_Given text:_
*****

After lots of hint-dropping and flat-out bold requests, my four year-old daughter received an American Girl from Santa.   Before she met with the Man With the Bag, she scoured American Girl catalogs and even took a trip to our nearby store to chose the right doll for her.

She first gravitated towards the historical dolls.  Kaya, the brave and outgoing Native American girl who wants to lead her people one day.   Addy, the African American girl who endured the Civil War, and Josephina, the New Mexican girl who has just lost her mother; all of them captured my daughter’s heart.

But then she stumbled in to the My American Girl section and was mesmerized.  She could find a girl that looks JUST. LIKE. HER?  I can’t tell you how many Oh My Goshes I heard at this realization.

She perused the case of identically dressed dolls in a variety of skin tones, eye color, hair styles and shades and settled on one that she thought most resembled her.  And then, armed with her product code, she asked Santa for her first American Girl doll.

And boy did Santa deliver.

I wish I could bottle up my daughter’s delight and excitement when she unwrapped her American Girl doll and save it for a rainy day.  Watching her gaze sweetly at the face of her “girl” was priceless.  Totally worth it.

But about five minutes after my daughter opened up her doll on Christmas morning, she made a discovery.   Her doll, the one that was supposed to look as close to her own likeness as possible, was missing something.

There was no birthmark on her cheek.  Or, as we refer to it, a beauty mark.

Knowing beforehand that this might be an issue, I called our local American Girl store and asked them if they were able to give girls things like birthmarks, in addition to the countless other “personalizations” they provide like pierced ears, braces or glasses.  And I was told no.

So there I sat on Christmas morning with a brown Sharpie, carefully…oh so fucking carefully…putting a brown beauty mark on this tiny cheek of expensive porcelain-like skin.

*****

_Dataset records:_
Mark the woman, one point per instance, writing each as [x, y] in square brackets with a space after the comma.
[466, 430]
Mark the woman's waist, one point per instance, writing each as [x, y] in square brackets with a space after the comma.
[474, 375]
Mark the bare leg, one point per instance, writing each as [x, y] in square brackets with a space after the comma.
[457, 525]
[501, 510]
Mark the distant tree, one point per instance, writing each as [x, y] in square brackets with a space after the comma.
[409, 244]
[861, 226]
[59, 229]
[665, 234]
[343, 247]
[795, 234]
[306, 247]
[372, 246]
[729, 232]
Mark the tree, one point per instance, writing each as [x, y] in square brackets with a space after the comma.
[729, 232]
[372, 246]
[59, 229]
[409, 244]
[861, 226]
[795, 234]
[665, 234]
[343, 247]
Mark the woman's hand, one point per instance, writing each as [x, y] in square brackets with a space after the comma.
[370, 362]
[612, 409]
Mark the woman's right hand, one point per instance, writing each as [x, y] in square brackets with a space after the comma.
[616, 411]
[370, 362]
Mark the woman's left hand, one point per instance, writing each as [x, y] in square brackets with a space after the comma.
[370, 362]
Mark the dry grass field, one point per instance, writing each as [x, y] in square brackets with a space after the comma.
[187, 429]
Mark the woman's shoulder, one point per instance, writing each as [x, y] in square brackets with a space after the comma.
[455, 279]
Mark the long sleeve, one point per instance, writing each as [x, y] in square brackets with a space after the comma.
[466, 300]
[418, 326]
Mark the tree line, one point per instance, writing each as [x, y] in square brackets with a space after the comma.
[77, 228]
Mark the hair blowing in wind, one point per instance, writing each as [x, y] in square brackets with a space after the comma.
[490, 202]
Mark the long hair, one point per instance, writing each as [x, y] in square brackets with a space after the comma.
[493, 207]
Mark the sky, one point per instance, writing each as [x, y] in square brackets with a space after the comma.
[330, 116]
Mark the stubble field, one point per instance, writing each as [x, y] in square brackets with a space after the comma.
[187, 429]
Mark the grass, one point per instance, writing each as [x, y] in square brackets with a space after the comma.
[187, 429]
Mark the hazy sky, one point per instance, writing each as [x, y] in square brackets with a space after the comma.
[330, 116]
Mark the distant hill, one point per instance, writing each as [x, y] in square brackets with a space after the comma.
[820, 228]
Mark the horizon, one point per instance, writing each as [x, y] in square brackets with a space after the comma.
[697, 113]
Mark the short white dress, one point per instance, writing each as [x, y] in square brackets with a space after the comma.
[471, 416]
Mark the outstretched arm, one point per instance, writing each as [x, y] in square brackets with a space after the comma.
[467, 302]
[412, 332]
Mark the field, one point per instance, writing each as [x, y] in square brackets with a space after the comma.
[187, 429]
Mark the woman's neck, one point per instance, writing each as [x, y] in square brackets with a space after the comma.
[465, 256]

*****

_Work instruction:_
Quote the passage about the American Girl doll between "But about five" and "was missing something.", inclusive.

_Result:_
But about five minutes after my daughter opened up her doll on Christmas morning, she made a discovery.   Her doll, the one that was supposed to look as close to her own likeness as possible, was missing something.